> [Recorded data]

■ ■ ■ ■

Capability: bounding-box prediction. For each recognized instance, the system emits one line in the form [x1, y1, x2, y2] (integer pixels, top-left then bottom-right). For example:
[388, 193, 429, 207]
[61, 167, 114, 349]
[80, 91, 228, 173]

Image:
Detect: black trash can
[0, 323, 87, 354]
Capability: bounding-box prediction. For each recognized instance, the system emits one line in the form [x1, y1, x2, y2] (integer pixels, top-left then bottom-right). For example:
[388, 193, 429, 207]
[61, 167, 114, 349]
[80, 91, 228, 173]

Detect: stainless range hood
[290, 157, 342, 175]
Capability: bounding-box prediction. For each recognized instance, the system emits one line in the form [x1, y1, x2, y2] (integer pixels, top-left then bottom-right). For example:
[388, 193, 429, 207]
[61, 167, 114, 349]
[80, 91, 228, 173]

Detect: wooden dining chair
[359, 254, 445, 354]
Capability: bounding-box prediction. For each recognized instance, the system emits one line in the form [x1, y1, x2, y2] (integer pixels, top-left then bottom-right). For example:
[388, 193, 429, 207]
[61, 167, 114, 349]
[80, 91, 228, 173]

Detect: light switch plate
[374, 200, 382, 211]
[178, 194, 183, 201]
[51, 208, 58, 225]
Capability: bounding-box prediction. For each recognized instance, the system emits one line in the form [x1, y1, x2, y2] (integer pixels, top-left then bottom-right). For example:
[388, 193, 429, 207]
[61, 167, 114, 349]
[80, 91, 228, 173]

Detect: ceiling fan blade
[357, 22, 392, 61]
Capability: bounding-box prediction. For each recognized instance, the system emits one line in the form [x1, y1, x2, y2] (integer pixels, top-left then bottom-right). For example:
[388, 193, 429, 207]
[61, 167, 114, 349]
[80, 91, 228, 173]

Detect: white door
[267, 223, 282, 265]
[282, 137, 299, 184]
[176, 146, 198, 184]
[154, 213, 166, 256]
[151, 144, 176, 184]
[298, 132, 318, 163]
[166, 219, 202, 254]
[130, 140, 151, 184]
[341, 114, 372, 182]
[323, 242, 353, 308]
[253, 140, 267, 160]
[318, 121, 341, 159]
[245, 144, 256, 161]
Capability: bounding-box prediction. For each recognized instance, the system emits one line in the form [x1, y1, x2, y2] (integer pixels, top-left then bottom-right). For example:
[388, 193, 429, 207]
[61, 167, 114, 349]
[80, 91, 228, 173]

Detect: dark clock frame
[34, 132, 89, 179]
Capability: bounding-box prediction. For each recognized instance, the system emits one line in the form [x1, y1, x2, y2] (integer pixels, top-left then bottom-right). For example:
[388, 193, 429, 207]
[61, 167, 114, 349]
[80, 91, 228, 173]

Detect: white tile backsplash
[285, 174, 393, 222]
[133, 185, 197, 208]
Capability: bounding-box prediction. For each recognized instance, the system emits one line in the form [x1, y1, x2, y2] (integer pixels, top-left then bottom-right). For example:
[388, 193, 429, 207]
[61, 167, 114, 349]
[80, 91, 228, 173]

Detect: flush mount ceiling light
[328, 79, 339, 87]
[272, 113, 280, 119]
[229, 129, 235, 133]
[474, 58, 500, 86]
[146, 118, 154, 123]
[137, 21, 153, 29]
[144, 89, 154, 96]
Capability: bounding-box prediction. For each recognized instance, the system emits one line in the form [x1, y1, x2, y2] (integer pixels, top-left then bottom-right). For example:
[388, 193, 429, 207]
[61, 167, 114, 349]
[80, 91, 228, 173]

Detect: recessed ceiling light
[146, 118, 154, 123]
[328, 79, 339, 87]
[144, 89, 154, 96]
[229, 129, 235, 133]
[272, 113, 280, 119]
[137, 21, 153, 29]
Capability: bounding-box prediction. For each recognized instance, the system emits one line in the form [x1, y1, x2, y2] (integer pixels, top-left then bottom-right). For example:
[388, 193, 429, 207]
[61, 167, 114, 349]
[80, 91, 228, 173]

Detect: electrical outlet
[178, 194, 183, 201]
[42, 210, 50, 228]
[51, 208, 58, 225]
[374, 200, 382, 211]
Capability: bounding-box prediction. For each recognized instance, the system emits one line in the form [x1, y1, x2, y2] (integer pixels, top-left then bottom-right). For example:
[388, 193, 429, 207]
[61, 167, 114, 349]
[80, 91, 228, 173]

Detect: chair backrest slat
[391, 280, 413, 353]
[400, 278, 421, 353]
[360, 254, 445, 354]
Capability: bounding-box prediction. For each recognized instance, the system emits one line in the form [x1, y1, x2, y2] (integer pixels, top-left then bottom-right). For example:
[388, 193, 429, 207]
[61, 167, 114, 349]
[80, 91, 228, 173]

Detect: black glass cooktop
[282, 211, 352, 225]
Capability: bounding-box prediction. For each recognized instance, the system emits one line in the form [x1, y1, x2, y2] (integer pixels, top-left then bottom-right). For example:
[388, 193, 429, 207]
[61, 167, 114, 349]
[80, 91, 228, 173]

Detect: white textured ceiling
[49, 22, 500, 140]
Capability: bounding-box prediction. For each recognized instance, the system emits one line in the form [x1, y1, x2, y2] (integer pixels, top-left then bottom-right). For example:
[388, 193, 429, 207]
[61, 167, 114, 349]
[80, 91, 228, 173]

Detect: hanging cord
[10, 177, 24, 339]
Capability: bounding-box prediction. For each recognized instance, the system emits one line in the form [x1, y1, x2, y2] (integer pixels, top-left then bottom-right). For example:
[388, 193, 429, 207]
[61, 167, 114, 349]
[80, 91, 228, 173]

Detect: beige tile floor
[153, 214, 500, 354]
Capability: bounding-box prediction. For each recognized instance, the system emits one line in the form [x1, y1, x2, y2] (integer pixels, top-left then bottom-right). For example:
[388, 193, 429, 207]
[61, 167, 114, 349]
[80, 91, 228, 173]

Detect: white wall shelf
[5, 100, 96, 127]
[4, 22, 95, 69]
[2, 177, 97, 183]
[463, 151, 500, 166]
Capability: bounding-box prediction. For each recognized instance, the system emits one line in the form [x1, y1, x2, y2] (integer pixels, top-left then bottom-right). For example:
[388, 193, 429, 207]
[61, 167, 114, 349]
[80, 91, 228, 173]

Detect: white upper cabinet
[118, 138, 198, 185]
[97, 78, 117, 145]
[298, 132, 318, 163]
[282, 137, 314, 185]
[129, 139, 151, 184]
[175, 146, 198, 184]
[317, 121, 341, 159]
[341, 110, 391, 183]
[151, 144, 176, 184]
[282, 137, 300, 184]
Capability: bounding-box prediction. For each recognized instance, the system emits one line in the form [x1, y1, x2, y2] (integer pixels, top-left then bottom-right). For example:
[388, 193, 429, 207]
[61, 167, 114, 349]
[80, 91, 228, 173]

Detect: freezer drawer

■ ■ ■ ■

> [Work task]
Nothing but an exact copy of the records belongs in the answer.

> [Reply]
Capability: bounding-box prediction. For each recognized instance, the system emits one line in the form [x1, y1, x2, y2] (integer pixels, top-left then bottom-right). For example:
[388, 193, 429, 207]
[61, 167, 114, 349]
[80, 91, 228, 173]

Image:
Detect: black trash can
[0, 323, 87, 354]
Capability: bounding-box prediction. For each recognized instance, the system emits one line in the form [x1, y1, x2, y2] (integer pixels, top-left then bottom-right). For example:
[388, 193, 429, 207]
[61, 167, 114, 349]
[80, 91, 228, 173]

Detect: stainless range hood
[290, 157, 342, 175]
Capability: bounding-box prediction. For each recognized instance, the system emits one line in the form [x1, y1, x2, y2] (integer pixels, top-left then bottom-right). For example:
[388, 193, 429, 207]
[61, 167, 114, 349]
[80, 91, 228, 173]

Detect: wooden dining chair
[359, 254, 445, 354]
Capability: bounding-box prediction. For each recognized instance, the system emits one line in the form [x1, y1, x2, y2] (integer pixels, top-left then bottom-right). For example:
[388, 193, 429, 207]
[61, 167, 114, 349]
[80, 91, 228, 173]

Detect: light switch plate
[374, 200, 382, 211]
[178, 194, 183, 201]
[51, 208, 58, 225]
Capability: bounding-box prediction. For each recognized instance, the system emits one line in the form [x1, y1, x2, y2] (integer pixels, top-left then bottom-right). For example:
[388, 193, 429, 207]
[61, 167, 114, 349]
[80, 91, 228, 173]

Detect: ceiling fan blade
[357, 22, 392, 61]
Capability: bounding-box prediction. For each recognized instance, the system emits one line in the form [x1, y1, x2, y2] (integer pixels, top-left then bottom-right). For example:
[388, 193, 429, 207]
[61, 167, 114, 349]
[80, 91, 228, 173]

Detect: white door
[267, 223, 282, 265]
[282, 137, 299, 184]
[176, 146, 198, 184]
[154, 213, 166, 256]
[151, 144, 176, 184]
[298, 132, 318, 163]
[166, 219, 202, 254]
[130, 140, 151, 184]
[341, 114, 372, 182]
[323, 242, 353, 308]
[253, 140, 267, 160]
[318, 121, 341, 159]
[245, 144, 256, 161]
Capability: bounding-box prediction. For each recognized instance, the system emits one line in the form [x1, y1, x2, y2] (integer pixels, top-left then bottom-right). For example:
[388, 193, 429, 207]
[61, 167, 114, 349]
[80, 91, 228, 173]

Detect: dark clock frame
[34, 132, 89, 179]
Capability: bounding-box prediction. For each recognized instance, the system emits one line in the form [x1, y1, x2, y2] (integer pixels, top-left then bottom-right). For example:
[388, 193, 429, 207]
[61, 167, 114, 349]
[80, 91, 228, 173]

Detect: white tile backsplash
[285, 174, 393, 222]
[133, 185, 197, 208]
Capability: bounding-box prediction. For each recognized instance, the system emits one line in the form [x1, y1, x2, y2] (integer pixels, top-left then bottom-right). For example:
[388, 193, 429, 207]
[61, 167, 114, 349]
[80, 91, 228, 173]

Detect: flush mount ceiling light
[328, 79, 339, 87]
[272, 113, 280, 119]
[229, 129, 235, 133]
[474, 58, 500, 86]
[146, 118, 154, 123]
[137, 21, 153, 29]
[144, 89, 154, 96]
Capability: bounding-box prediction. For each recognized instance, the system emits one line in the form [x1, y1, x2, y2] (integer pixels, top-left then bottom-right). For example:
[388, 193, 429, 207]
[61, 167, 114, 349]
[80, 91, 228, 173]

Detect: recessed ceiling light
[146, 118, 154, 123]
[328, 79, 339, 87]
[144, 89, 154, 96]
[229, 129, 235, 133]
[272, 113, 280, 119]
[137, 21, 153, 29]
Capability: bounding-box prediction. For each recognized instance, the system emits one line in the form [x1, y1, x2, y2] (integer pixels, top-left then bottom-right). For example:
[388, 193, 429, 207]
[61, 167, 114, 349]
[80, 91, 228, 173]

Detect: electrical outlet
[178, 194, 183, 201]
[42, 210, 50, 228]
[51, 208, 58, 225]
[374, 200, 382, 211]
Capability: bounding-box prediction. For each recognized instance, the system emits one line in the form [x1, y1, x2, y2] (integer pixels, top-left then bottom-right). For example:
[388, 193, 429, 207]
[61, 167, 114, 349]
[80, 91, 228, 173]

Detect: chair backrest slat
[391, 280, 413, 353]
[400, 278, 421, 353]
[360, 254, 445, 354]
Capability: bounding-box prediction. For each recognized instance, the system emits one line in the form [x1, y1, x2, y2] (integer pixels, top-left then bottom-right). For example:
[388, 193, 429, 207]
[61, 167, 114, 349]
[80, 91, 228, 173]

Detect: black glass cooktop
[282, 211, 352, 225]
Capability: bounding-box prediction. For each recognized instance, the system emits one line in the form [x1, y1, x2, y2] (integer pixels, top-left then bottom-right). For example:
[388, 193, 429, 207]
[61, 167, 114, 349]
[80, 91, 228, 173]

Detect: white textured ceiling
[49, 22, 500, 140]
Capability: bounding-box prediction. For each recognized instance, the system emits one line in the form [x1, y1, x2, y2] (integer pixels, top-left then bottom-right). For example:
[388, 193, 429, 207]
[61, 167, 114, 349]
[80, 91, 228, 173]

Detect: hanging cord
[10, 177, 24, 339]
Capability: bounding-box prediction. For each recognized instance, the system emits one line in the form [x1, y1, x2, y2] (integer pixels, top-left then bottom-right). For example:
[388, 193, 429, 207]
[61, 167, 114, 349]
[80, 91, 228, 173]

Detect: beige tile floor
[153, 214, 500, 354]
Capability: bounding-box prediction. For each recognized instance, the system emits one line in the form [x1, y1, x2, y2] (integer pixels, top-left then bottom-right). For example:
[388, 193, 429, 207]
[61, 167, 114, 349]
[80, 91, 228, 173]

Detect: white wall shelf
[5, 100, 96, 127]
[4, 22, 95, 69]
[2, 177, 97, 183]
[463, 151, 500, 166]
Capability: bounding-box prediction. For each recognized instance, the system emits one line in the form [x1, y1, x2, y2] (integer pixels, top-left then bottom-right). For example:
[388, 193, 429, 207]
[61, 167, 114, 349]
[80, 91, 228, 173]

Detect: white upper cabinet
[118, 138, 198, 185]
[97, 78, 117, 145]
[298, 132, 318, 163]
[282, 137, 314, 185]
[129, 139, 151, 184]
[175, 146, 198, 184]
[317, 121, 341, 159]
[341, 110, 391, 183]
[151, 144, 176, 184]
[282, 137, 300, 184]
Capability: bounding-box prediction. For each recognized instance, the system emits one line in the form [x1, y1, x2, y2] (integer pixels, top-left then bottom-right). For example:
[388, 193, 429, 207]
[61, 167, 114, 349]
[80, 91, 228, 173]

Detect: freezer drawer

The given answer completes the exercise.